_DESCRIPTION OF THE TASK_
Of the lines in the data below, write out exactly those from the one holding "For every instance of the woman's left" through the one holding "For every instance of the lab coat lapel, drop", both included.

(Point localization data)
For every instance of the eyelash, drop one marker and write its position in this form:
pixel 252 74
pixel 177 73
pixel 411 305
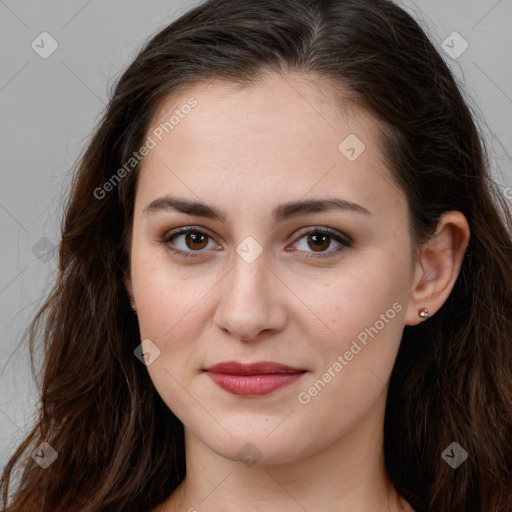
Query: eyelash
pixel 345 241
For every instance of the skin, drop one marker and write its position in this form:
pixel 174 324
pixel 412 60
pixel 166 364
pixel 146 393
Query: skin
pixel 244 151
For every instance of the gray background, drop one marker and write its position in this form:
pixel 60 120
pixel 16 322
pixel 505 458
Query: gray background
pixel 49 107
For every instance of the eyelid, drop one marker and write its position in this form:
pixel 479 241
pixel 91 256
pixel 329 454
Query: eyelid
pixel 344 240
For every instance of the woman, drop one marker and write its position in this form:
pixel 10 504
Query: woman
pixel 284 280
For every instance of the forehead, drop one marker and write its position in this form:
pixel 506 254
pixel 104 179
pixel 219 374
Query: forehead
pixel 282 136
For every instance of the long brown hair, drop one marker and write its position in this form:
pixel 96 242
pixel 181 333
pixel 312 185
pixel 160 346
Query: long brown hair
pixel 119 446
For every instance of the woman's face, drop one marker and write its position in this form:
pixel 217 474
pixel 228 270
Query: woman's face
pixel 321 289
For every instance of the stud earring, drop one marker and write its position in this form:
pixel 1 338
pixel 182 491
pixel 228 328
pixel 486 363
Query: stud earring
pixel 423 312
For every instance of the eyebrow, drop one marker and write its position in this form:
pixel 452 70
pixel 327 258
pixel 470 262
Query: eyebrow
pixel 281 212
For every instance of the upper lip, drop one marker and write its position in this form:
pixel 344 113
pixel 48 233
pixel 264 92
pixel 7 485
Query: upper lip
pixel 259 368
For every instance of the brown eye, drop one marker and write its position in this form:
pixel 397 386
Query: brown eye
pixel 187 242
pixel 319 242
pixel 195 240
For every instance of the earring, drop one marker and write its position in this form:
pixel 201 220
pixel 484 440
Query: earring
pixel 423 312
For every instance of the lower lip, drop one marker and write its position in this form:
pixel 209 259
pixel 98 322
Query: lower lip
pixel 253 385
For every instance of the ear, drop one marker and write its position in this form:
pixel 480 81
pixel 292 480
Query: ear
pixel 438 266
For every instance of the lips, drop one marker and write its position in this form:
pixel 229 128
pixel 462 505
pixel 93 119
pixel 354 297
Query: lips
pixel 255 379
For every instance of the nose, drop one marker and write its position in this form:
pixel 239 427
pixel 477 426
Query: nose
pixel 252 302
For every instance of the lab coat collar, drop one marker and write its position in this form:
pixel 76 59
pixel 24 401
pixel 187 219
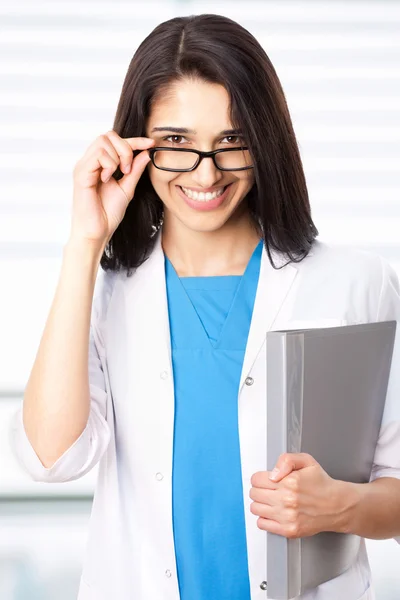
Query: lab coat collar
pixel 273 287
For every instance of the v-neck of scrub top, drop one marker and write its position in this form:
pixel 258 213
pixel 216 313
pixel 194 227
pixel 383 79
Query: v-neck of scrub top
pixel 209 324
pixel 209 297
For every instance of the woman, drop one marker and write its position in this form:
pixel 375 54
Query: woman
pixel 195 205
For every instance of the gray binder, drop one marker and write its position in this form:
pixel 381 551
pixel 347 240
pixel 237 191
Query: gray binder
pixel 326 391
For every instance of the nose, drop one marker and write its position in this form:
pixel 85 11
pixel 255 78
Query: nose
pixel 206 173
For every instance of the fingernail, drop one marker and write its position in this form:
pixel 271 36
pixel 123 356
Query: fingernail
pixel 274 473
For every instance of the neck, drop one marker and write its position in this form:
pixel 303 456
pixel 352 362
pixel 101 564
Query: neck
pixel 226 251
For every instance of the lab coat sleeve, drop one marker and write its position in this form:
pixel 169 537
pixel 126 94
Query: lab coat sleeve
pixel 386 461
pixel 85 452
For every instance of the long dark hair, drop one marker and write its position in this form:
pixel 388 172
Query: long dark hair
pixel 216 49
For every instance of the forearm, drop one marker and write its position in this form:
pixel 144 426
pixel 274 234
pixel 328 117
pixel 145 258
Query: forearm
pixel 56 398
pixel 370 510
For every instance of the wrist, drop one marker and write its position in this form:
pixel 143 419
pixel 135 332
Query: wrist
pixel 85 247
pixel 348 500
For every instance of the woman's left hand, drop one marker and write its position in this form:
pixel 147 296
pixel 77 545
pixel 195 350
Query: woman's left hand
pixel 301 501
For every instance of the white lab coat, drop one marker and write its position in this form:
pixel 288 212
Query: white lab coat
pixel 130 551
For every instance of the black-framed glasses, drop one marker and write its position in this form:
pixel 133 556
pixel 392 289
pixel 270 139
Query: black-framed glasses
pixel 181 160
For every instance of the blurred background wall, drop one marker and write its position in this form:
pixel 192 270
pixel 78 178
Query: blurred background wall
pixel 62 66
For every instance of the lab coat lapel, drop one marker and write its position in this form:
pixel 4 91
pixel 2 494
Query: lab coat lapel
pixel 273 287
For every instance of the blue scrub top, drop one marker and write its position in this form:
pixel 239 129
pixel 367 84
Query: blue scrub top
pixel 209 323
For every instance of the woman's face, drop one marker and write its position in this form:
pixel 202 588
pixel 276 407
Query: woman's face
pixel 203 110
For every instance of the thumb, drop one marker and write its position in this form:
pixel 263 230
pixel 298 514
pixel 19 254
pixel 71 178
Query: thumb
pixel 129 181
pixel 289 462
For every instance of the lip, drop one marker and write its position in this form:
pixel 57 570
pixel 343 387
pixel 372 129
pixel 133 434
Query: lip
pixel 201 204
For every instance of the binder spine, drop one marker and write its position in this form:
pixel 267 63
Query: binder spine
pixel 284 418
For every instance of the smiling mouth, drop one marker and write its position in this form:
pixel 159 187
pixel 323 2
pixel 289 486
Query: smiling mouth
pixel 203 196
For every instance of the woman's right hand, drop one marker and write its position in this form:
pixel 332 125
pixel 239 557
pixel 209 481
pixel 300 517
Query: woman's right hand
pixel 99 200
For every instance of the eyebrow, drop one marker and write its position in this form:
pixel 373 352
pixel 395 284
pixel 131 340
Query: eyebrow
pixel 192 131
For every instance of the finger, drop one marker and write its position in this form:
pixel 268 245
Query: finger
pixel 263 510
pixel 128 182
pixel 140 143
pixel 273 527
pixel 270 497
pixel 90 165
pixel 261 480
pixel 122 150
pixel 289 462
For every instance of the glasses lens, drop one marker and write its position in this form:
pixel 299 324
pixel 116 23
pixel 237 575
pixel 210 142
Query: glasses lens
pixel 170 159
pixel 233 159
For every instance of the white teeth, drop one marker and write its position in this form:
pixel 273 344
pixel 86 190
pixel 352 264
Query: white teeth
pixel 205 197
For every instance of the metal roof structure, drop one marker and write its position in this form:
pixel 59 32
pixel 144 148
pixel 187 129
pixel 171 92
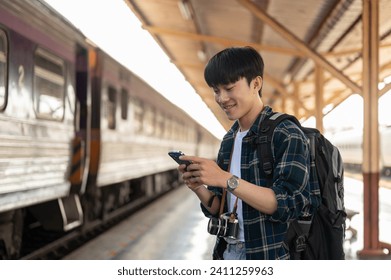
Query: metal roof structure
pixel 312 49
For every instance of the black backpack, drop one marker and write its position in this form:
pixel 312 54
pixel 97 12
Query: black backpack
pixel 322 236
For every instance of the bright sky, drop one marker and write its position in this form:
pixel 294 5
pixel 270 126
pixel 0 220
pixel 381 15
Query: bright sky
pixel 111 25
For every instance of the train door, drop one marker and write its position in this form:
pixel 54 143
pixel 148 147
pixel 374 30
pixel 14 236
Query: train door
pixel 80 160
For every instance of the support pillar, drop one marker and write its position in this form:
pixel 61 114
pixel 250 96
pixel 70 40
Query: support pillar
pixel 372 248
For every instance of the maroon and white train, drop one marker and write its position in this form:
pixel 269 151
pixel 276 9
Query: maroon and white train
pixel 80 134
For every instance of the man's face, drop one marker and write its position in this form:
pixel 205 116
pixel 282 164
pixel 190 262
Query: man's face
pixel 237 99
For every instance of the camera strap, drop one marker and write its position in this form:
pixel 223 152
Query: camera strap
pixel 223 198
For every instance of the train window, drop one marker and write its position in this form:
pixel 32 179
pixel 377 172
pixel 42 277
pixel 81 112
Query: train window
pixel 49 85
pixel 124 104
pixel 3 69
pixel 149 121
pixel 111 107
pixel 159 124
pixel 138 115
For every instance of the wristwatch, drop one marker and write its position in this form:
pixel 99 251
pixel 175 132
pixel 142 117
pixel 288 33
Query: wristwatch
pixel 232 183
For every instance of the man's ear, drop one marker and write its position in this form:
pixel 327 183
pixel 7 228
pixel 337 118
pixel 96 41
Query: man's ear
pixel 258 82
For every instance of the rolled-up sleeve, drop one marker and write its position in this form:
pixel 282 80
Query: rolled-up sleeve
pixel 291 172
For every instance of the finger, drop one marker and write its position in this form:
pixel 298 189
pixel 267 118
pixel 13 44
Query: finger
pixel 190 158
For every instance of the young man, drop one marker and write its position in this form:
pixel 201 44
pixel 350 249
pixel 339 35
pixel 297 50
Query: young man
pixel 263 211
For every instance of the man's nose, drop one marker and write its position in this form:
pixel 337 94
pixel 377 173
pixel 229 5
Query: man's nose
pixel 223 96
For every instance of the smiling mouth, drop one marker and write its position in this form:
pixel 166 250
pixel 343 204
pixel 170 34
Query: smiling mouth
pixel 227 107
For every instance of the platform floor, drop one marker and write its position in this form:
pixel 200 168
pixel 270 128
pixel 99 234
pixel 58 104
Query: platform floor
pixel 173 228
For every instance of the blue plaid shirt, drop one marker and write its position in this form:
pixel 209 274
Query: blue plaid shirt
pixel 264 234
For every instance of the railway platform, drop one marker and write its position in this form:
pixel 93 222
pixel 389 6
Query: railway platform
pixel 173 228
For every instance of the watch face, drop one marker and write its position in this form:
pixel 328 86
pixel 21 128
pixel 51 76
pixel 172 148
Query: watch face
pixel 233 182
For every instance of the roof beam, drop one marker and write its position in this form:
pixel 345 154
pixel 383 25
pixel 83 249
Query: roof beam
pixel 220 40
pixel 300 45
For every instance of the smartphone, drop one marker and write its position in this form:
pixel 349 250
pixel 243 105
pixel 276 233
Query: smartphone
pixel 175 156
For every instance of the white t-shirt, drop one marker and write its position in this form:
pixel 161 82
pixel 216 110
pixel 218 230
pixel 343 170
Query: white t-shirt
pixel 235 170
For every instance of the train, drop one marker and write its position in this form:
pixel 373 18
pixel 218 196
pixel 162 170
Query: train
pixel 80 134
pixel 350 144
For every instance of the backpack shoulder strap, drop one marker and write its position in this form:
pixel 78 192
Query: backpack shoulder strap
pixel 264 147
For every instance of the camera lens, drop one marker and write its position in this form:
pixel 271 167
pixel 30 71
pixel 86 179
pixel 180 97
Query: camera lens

_EXPECTED ANSWER_
For every instance of the woman's left hand, drop one marker and write its position in this form:
pixel 147 296
pixel 77 545
pixel 195 350
Query: woman's left hand
pixel 301 501
For every instance of the white lab coat, drop one marker and write its position in this form:
pixel 288 212
Query: white lab coat
pixel 130 551
For every instance of the black-framed glasses, drop one marker and write its position in this form:
pixel 133 556
pixel 392 289
pixel 270 139
Query: black-framed glasses
pixel 181 160
For every instance of the blurred background wall, drop one marker and write its position in this form:
pixel 192 270
pixel 78 178
Query: blurred background wall
pixel 62 66
For every instance of the lab coat lapel, drop one marker and write its position in this form:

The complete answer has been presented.